REQUIRED WORK => Each line of the entries, from the first to the line containing "find lake |", is to be transcribed exactly as it stands; include no other lines.

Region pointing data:
★ ★ ★ ★ ★ ★ ★

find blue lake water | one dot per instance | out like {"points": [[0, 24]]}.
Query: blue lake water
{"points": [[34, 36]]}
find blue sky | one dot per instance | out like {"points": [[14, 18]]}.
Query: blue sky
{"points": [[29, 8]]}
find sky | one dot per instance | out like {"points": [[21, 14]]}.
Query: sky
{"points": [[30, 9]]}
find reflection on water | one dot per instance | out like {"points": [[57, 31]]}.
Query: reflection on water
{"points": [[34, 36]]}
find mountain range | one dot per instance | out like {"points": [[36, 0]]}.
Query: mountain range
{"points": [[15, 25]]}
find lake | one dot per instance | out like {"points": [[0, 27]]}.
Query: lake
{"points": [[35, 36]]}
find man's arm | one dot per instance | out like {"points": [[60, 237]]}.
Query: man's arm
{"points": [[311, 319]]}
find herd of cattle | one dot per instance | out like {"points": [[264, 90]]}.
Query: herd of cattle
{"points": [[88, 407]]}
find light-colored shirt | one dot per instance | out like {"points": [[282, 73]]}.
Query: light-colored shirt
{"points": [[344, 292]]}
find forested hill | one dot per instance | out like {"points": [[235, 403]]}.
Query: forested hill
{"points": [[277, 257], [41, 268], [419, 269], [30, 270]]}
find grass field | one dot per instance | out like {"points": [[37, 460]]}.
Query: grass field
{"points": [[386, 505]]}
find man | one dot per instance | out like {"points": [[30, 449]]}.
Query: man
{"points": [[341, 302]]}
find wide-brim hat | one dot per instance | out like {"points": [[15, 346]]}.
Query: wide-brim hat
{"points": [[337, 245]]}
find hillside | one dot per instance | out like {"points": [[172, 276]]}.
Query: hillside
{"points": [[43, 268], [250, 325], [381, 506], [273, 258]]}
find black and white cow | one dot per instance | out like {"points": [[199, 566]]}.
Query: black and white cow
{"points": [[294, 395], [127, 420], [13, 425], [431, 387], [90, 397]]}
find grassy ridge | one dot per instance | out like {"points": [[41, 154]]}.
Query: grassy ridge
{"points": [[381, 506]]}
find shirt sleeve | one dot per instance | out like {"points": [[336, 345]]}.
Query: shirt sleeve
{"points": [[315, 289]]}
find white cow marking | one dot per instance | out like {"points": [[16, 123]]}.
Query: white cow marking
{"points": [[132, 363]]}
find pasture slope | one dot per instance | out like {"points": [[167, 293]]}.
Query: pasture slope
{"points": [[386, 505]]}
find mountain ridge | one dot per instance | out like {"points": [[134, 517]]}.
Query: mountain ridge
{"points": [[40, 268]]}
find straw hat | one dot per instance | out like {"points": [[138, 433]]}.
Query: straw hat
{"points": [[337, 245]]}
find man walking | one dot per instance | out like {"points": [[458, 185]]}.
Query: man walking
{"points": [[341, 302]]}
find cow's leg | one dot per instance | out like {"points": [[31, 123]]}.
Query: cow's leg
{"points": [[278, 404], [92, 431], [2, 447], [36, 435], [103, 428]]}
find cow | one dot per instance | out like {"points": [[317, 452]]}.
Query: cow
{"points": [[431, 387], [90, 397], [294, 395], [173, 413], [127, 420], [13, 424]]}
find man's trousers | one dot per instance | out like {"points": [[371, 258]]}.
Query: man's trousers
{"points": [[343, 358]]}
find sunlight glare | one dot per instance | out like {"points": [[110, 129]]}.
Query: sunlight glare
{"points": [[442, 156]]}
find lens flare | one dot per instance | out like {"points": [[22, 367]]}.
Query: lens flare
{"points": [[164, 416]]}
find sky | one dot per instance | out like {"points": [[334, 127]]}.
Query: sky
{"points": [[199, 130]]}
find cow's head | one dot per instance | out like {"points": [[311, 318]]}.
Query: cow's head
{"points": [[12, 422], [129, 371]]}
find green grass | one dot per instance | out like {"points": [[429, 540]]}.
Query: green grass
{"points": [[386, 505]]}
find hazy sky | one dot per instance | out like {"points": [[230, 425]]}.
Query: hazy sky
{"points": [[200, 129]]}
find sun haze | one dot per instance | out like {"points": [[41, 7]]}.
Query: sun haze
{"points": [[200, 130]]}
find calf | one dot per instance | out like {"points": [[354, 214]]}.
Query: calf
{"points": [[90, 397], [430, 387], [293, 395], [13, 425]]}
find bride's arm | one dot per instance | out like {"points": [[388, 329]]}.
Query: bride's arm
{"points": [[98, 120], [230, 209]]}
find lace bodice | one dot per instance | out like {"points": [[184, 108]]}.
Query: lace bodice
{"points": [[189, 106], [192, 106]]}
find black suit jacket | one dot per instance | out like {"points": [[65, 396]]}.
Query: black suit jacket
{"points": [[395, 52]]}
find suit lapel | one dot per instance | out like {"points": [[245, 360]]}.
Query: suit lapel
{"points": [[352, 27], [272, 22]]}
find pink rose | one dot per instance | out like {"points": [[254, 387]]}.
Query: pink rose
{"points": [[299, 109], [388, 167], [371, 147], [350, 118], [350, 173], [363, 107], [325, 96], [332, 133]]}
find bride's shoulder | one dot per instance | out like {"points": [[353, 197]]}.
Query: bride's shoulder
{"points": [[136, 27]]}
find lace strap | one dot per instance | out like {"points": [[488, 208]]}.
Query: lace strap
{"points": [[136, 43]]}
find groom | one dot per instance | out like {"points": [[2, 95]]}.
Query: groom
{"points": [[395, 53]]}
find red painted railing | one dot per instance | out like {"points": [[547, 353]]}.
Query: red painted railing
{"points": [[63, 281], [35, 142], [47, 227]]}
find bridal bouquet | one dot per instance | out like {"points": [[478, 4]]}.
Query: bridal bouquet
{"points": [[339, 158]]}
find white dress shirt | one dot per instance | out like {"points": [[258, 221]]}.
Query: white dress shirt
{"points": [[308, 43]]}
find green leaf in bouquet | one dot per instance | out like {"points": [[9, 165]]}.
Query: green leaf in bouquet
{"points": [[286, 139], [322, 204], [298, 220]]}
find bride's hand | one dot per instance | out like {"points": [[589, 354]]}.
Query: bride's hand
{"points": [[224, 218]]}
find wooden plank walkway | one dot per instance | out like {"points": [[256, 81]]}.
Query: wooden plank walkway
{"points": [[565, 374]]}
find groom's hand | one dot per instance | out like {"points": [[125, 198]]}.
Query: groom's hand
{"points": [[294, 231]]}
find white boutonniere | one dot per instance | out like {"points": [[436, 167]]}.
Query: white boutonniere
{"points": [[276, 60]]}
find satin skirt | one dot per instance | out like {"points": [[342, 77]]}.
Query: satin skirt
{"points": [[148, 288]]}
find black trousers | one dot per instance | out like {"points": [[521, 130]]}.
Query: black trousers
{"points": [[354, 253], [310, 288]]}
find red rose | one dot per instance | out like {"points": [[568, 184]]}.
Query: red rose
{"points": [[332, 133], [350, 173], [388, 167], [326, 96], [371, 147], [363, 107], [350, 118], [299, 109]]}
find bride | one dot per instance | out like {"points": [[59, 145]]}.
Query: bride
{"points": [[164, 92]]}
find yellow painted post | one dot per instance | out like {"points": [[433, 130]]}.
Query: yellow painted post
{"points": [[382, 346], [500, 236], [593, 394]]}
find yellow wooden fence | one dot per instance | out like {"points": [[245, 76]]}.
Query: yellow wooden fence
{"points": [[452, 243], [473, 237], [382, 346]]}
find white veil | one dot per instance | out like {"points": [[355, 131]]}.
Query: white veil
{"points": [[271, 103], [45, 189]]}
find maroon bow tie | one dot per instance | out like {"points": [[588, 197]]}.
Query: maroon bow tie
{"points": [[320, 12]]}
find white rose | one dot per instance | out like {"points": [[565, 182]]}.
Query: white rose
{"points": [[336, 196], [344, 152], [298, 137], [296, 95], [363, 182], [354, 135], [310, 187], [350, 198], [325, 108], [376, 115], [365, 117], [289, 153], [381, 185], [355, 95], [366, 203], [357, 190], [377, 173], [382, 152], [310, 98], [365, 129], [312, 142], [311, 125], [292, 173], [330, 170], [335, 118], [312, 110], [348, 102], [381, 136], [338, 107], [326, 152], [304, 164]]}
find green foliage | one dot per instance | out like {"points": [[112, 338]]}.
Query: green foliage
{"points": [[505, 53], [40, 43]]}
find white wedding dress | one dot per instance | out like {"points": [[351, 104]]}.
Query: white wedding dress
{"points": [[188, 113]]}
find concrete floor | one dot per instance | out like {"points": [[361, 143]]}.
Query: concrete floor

★ ★ ★ ★ ★ ★ ★

EXERCISE SOLUTION =>
find blue lake water | one dot per instance | out like {"points": [[0, 24]]}.
Query: blue lake water
{"points": [[34, 36]]}
find blue sky | one dot per instance | out like {"points": [[14, 18]]}.
Query: blue sky
{"points": [[29, 8]]}
find sky | one dot per instance | out like {"points": [[21, 14]]}.
Query: sky
{"points": [[30, 9]]}
find reflection on water | one dot per instance | out like {"points": [[57, 31]]}.
Query: reflection on water
{"points": [[34, 36]]}
find mountain range | one dot per instance | out like {"points": [[36, 0]]}.
Query: mountain range
{"points": [[15, 25]]}
find lake | one dot per instance | out like {"points": [[0, 27]]}.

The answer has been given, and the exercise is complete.